## Dataset records

┌────────

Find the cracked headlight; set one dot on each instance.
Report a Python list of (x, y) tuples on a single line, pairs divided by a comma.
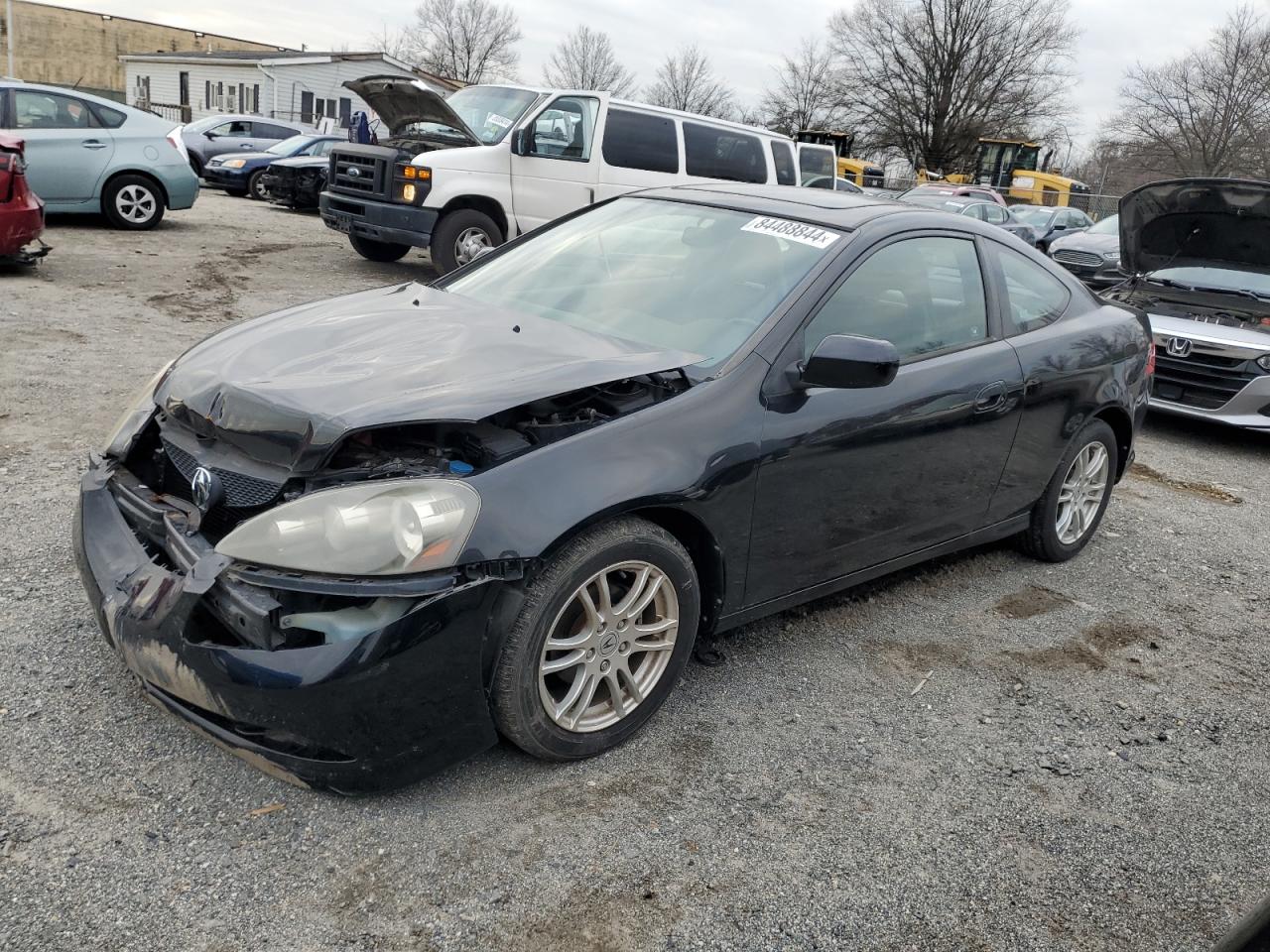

└────────
┌────────

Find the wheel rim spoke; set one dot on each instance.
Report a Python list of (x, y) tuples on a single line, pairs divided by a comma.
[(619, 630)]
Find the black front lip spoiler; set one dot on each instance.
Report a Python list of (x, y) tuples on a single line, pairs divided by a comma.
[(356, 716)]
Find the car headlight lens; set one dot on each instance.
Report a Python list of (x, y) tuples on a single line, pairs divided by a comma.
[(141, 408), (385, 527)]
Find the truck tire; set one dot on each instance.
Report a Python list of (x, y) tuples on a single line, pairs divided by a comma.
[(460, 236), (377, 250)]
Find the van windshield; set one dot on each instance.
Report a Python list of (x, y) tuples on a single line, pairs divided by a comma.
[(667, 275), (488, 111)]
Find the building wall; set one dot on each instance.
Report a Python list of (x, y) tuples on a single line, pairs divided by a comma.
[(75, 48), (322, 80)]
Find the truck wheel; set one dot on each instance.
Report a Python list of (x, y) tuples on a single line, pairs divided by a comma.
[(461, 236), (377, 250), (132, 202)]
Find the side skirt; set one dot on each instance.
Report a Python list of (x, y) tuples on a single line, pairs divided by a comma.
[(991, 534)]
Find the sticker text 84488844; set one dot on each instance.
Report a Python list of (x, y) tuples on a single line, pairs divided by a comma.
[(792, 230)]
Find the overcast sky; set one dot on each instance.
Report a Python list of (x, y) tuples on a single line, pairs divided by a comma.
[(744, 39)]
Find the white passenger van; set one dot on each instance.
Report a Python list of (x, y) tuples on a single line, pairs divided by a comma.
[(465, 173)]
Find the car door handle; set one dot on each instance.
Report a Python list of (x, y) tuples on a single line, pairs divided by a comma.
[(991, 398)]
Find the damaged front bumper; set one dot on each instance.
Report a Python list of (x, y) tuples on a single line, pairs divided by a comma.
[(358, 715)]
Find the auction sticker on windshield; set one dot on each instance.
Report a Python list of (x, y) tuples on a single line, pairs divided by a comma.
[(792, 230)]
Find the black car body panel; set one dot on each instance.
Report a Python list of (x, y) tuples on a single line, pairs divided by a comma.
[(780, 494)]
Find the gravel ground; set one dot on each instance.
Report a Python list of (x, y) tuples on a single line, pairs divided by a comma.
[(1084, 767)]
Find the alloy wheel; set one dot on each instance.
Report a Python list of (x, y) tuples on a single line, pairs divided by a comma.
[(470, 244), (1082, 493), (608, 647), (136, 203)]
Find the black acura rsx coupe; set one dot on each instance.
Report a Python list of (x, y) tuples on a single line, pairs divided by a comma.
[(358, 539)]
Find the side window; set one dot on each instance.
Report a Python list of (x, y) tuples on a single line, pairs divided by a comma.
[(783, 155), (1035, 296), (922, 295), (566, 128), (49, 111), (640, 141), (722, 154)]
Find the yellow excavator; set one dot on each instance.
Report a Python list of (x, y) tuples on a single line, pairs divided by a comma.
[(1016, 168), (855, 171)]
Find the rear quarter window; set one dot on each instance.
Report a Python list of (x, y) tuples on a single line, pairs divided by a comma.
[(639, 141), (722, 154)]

└────────

## What this task involves
Write out exactly the lines that fall from the line with "Find the truck tire;" to the line with "Find the auction" in the records above, keeping both ends.

## Answer box
Find the truck tire; set one dot on each instance.
Report a Python list of (x, y) tuples on a single line, pairs divided by a comma.
[(460, 236), (377, 250)]
Find the van windshield; set one dot on each instance.
Report a Python list of (x, y) tuples on a single line, pairs divided by a comma.
[(667, 275), (488, 111)]
Find the building wall; set one dot on each instance.
Report a Python list of (x, y) tuples on a single line, pairs divided by a comma.
[(75, 48), (322, 80)]
Find the truck wheel; set one dot on each instance.
Report a Python list of (x, y) tuples on a single line, pairs divided by a comma.
[(461, 236), (377, 250), (132, 202)]
Find the side skirt; set one dot on each instance.
Report a Python list of (x, y) tuples on a single line, pairs divided by a comma.
[(991, 534)]
Find the sticker text 84488844; set one dot on each instance.
Report a Python list of (x, y) tuples on a single line, pairs divided by a comma.
[(792, 230)]
Find the overcast sky; set one dot on each instance.
Report a Python list of (x, y) tuples on a single line, pairs divided by a comma.
[(744, 39)]
Find the white passenger van; set one dot on each instance.
Report a Python list of (x, y) tuples on a single line, pairs divided by a comma.
[(465, 173)]
Find the car door handle; set one dot on each instance.
Report a Python list of (x, y) tuples on a single line, pairs divided by a comma.
[(991, 398)]
Find the damaged front bumper; set one dot on each instance.
Report a Python list of (x, y) tuples on a single line, pairs divided by a comma.
[(358, 715)]
Find the auction sticker on windshield; set one dot on each instance.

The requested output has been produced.